• [Records shown]
╔══
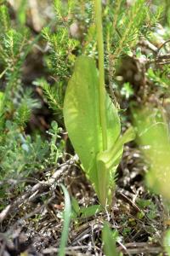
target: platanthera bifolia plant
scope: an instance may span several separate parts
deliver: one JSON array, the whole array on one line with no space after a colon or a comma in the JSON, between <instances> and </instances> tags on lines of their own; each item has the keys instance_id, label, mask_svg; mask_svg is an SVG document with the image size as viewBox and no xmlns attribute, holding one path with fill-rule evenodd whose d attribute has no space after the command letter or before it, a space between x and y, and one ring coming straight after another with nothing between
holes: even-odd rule
<instances>
[{"instance_id":1,"label":"platanthera bifolia plant","mask_svg":"<svg viewBox=\"0 0 170 256\"><path fill-rule=\"evenodd\" d=\"M69 81L64 119L71 142L100 203L110 205L115 173L123 144L134 137L129 128L121 137L117 110L105 88L101 1L94 1L99 70L94 59L80 56Z\"/></svg>"}]
</instances>

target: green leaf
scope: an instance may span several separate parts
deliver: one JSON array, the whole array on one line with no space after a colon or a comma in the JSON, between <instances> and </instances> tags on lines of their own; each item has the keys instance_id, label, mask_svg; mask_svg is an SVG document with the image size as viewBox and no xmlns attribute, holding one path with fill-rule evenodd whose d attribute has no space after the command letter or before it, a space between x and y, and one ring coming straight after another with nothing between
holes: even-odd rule
<instances>
[{"instance_id":1,"label":"green leaf","mask_svg":"<svg viewBox=\"0 0 170 256\"><path fill-rule=\"evenodd\" d=\"M106 123L108 148L116 143L121 131L119 116L106 95ZM64 102L64 119L69 137L77 153L88 177L98 196L97 155L102 152L102 132L99 119L99 75L94 61L78 57ZM99 193L100 191L100 193Z\"/></svg>"},{"instance_id":2,"label":"green leaf","mask_svg":"<svg viewBox=\"0 0 170 256\"><path fill-rule=\"evenodd\" d=\"M163 243L167 255L170 256L170 230L166 232Z\"/></svg>"},{"instance_id":3,"label":"green leaf","mask_svg":"<svg viewBox=\"0 0 170 256\"><path fill-rule=\"evenodd\" d=\"M90 206L88 207L81 207L81 218L89 218L103 211L100 205Z\"/></svg>"},{"instance_id":4,"label":"green leaf","mask_svg":"<svg viewBox=\"0 0 170 256\"><path fill-rule=\"evenodd\" d=\"M65 210L63 214L64 218L64 227L63 231L61 235L61 241L60 241L60 252L59 256L65 256L65 247L67 243L68 239L68 234L69 234L69 225L71 222L71 199L69 193L65 187L61 184L61 189L63 190L64 195L65 195Z\"/></svg>"},{"instance_id":5,"label":"green leaf","mask_svg":"<svg viewBox=\"0 0 170 256\"><path fill-rule=\"evenodd\" d=\"M134 137L134 130L130 127L108 150L99 153L97 156L99 184L102 188L102 191L99 191L100 198L102 201L107 198L108 201L105 203L110 204L111 201L115 172L122 158L123 145Z\"/></svg>"},{"instance_id":6,"label":"green leaf","mask_svg":"<svg viewBox=\"0 0 170 256\"><path fill-rule=\"evenodd\" d=\"M3 109L3 103L4 103L4 93L0 91L0 115Z\"/></svg>"},{"instance_id":7,"label":"green leaf","mask_svg":"<svg viewBox=\"0 0 170 256\"><path fill-rule=\"evenodd\" d=\"M116 239L117 237L117 232L112 232L107 223L104 224L102 230L102 240L104 242L104 252L106 256L118 256L116 247Z\"/></svg>"}]
</instances>

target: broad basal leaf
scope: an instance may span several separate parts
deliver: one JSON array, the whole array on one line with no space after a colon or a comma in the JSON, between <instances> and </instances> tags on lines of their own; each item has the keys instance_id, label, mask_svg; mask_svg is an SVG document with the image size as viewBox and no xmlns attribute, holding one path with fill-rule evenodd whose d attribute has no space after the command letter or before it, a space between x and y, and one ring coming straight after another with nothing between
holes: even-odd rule
<instances>
[{"instance_id":1,"label":"broad basal leaf","mask_svg":"<svg viewBox=\"0 0 170 256\"><path fill-rule=\"evenodd\" d=\"M108 148L120 135L117 111L106 96ZM102 152L99 119L99 76L94 61L87 56L77 58L64 102L64 118L69 137L85 172L99 195L97 154Z\"/></svg>"}]
</instances>

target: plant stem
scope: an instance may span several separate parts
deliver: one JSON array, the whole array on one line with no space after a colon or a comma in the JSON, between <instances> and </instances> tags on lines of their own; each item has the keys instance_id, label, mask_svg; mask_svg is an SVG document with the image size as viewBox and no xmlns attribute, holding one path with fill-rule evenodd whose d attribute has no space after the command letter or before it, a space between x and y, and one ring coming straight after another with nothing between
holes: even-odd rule
<instances>
[{"instance_id":1,"label":"plant stem","mask_svg":"<svg viewBox=\"0 0 170 256\"><path fill-rule=\"evenodd\" d=\"M107 149L107 126L105 109L105 68L104 68L104 42L102 26L102 8L101 0L95 0L95 18L97 29L97 42L99 54L99 114L102 129L103 150Z\"/></svg>"}]
</instances>

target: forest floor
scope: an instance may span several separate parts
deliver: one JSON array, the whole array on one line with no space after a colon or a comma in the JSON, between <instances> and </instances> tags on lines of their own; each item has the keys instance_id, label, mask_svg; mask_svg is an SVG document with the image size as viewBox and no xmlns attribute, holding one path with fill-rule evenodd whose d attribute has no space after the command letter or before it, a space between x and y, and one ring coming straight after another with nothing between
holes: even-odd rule
<instances>
[{"instance_id":1,"label":"forest floor","mask_svg":"<svg viewBox=\"0 0 170 256\"><path fill-rule=\"evenodd\" d=\"M37 16L35 11L29 16L28 26L37 34L43 24L32 18ZM45 14L41 15L50 19L49 13L50 8L48 9L47 7ZM43 76L46 72L42 65L42 53L38 47L29 55L23 69L26 86L30 86L28 84L35 78ZM134 73L139 72L134 71L133 67L139 63L135 64L136 60L131 58L125 61L121 73L122 77L126 76L124 67L132 67L132 75L128 78L131 83ZM128 82L127 77L124 80ZM37 129L46 137L45 131L53 115L41 97L41 90L35 87L34 90L41 98L42 108L32 113L26 132L31 133ZM69 151L73 151L72 148ZM168 213L162 197L147 189L144 182L146 172L147 165L136 143L133 142L126 145L117 170L111 211L73 218L69 229L66 255L104 255L101 232L105 221L118 231L116 247L122 255L167 255L162 236L170 225ZM0 256L58 254L65 206L59 184L65 183L69 195L76 199L79 207L99 204L77 155L71 155L70 152L65 152L54 167L32 172L26 178L3 181L0 185L4 185L4 183L10 189L6 194L8 203L0 212ZM23 185L24 189L20 191Z\"/></svg>"}]
</instances>

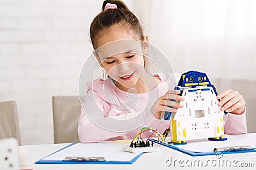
╚══
• [What to do]
Pull out each line of the rows above that contains the string "target", treating uppercase and lowercase as different.

• [Written answer]
target: platanthera bifolia plant
target: green leaf
target: broad basal leaf
target: plant stem
target: forest floor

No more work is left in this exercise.